→ Problem requirements: Lines from the one containing "Can you spot any canyon" through the last line of the material below: print these exactly, and only these.

[Opening Record extracts section]

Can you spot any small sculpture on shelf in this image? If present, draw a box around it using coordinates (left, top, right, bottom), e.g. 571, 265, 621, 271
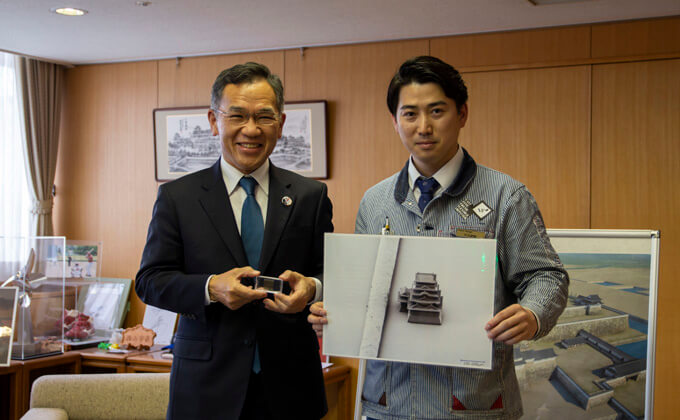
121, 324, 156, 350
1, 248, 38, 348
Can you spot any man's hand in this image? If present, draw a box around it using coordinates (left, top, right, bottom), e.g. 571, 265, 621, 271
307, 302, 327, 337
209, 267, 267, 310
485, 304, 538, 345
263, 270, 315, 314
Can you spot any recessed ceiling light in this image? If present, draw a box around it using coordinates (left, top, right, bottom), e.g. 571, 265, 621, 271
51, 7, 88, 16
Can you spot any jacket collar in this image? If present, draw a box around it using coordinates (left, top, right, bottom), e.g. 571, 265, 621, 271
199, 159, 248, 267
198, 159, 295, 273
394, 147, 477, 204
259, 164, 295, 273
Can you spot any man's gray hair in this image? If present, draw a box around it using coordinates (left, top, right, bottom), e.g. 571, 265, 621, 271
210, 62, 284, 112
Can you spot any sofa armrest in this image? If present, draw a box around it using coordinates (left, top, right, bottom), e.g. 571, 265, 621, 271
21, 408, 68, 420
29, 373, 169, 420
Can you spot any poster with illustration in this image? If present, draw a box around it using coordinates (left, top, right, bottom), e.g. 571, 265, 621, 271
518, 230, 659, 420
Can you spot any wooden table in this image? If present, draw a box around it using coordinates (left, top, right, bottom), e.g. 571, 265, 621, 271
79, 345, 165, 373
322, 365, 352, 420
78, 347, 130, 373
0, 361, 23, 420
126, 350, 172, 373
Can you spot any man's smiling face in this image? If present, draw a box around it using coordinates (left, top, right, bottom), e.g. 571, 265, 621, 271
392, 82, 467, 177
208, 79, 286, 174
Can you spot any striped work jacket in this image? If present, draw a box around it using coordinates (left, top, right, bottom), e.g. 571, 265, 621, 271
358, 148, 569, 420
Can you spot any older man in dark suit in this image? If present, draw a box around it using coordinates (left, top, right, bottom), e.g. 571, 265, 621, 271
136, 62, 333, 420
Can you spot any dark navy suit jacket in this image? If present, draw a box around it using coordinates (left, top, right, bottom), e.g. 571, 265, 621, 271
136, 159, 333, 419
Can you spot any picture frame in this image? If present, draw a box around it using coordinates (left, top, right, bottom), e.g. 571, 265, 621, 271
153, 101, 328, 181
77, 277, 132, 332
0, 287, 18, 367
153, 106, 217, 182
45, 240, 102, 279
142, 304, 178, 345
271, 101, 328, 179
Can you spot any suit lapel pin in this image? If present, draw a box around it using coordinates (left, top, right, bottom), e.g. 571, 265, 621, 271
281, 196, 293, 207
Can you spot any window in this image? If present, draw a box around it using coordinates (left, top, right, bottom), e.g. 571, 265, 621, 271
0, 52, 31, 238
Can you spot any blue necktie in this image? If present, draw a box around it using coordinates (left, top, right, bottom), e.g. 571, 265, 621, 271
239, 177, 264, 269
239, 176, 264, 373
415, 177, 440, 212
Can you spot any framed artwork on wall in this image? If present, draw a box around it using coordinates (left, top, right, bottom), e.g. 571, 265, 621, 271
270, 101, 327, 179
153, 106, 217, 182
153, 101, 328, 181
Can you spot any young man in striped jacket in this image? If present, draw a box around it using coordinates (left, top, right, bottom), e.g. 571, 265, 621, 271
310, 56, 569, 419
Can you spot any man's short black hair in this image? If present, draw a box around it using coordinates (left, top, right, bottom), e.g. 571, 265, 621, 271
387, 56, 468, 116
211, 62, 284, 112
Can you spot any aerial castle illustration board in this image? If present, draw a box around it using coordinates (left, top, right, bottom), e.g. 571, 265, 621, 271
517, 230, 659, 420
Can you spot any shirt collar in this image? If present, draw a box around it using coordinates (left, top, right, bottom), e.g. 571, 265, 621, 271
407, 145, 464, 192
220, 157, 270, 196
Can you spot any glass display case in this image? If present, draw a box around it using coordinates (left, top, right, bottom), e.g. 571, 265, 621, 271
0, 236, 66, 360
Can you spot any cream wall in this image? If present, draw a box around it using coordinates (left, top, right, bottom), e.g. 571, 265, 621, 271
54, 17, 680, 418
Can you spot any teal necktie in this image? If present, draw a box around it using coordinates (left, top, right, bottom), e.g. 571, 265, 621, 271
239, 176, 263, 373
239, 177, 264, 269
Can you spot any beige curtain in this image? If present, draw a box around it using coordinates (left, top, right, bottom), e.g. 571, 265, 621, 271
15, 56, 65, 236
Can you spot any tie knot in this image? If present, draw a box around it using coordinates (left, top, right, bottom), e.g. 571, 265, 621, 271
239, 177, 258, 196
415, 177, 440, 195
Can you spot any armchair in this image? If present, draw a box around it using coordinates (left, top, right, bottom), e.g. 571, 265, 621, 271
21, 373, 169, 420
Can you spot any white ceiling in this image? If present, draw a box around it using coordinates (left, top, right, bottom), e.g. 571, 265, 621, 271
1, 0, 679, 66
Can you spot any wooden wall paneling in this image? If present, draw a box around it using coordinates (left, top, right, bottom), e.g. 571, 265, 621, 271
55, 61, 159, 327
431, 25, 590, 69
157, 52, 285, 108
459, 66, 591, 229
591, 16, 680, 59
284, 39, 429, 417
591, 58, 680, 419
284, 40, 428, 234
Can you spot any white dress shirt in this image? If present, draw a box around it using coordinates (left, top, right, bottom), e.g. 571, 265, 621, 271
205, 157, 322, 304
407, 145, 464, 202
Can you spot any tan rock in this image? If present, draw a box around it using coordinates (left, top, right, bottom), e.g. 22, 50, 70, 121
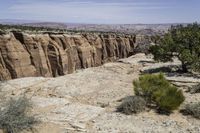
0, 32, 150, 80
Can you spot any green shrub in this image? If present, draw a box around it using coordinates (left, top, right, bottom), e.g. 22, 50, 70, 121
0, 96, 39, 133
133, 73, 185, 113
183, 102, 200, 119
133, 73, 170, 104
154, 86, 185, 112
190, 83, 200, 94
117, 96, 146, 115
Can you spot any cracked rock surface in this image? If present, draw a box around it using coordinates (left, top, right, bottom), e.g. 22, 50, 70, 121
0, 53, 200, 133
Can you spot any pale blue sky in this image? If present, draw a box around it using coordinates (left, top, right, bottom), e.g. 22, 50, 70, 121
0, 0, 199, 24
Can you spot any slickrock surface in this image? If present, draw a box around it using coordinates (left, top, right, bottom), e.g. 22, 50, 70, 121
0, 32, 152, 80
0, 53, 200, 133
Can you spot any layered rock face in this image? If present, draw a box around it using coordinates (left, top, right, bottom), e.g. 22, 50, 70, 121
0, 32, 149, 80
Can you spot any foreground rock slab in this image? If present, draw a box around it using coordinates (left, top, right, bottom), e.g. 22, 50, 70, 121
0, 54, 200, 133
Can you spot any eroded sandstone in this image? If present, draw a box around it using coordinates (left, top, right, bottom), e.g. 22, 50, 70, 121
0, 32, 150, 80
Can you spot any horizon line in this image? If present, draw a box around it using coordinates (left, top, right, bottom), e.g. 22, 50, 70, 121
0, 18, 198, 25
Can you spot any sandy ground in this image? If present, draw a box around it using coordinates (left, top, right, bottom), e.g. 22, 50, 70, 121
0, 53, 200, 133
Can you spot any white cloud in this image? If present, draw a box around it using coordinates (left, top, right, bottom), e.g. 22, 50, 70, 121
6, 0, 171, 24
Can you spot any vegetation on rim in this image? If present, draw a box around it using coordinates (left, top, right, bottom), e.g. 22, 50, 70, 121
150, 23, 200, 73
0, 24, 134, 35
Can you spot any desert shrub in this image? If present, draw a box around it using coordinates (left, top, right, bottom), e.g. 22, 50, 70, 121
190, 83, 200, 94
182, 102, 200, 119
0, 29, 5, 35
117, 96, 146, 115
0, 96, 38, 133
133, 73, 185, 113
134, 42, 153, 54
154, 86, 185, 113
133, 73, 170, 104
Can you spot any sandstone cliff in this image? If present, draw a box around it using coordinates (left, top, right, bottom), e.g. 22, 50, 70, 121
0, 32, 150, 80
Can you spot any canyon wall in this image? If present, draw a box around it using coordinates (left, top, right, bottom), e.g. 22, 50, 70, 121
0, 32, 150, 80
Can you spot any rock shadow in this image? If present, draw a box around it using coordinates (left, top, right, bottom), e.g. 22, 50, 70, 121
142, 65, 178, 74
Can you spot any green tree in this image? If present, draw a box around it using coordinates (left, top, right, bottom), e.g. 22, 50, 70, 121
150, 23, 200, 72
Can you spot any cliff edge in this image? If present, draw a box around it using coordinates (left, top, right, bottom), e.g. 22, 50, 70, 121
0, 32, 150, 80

[Closing Record extracts section]

→ Answer for the task:
Can you spot any canyon wall in this image? If present, draw a box around it using coordinates (left, top, right, bottom), e.g. 22, 50, 70, 121
0, 32, 150, 80
Can you spot any rock shadow in this image? If present, draw a box around it using coordinates (left, top, right, bottom), e.g. 22, 50, 70, 121
142, 65, 178, 74
Can you spot any green tree in this image? If present, draw a box around it using coordinates (left, top, right, bottom), e.g. 22, 50, 70, 121
150, 23, 200, 72
Can you spot any cliff edge in this image? If present, draw a box around it using coordinates (left, top, right, bottom), e.g. 22, 50, 70, 121
0, 32, 150, 80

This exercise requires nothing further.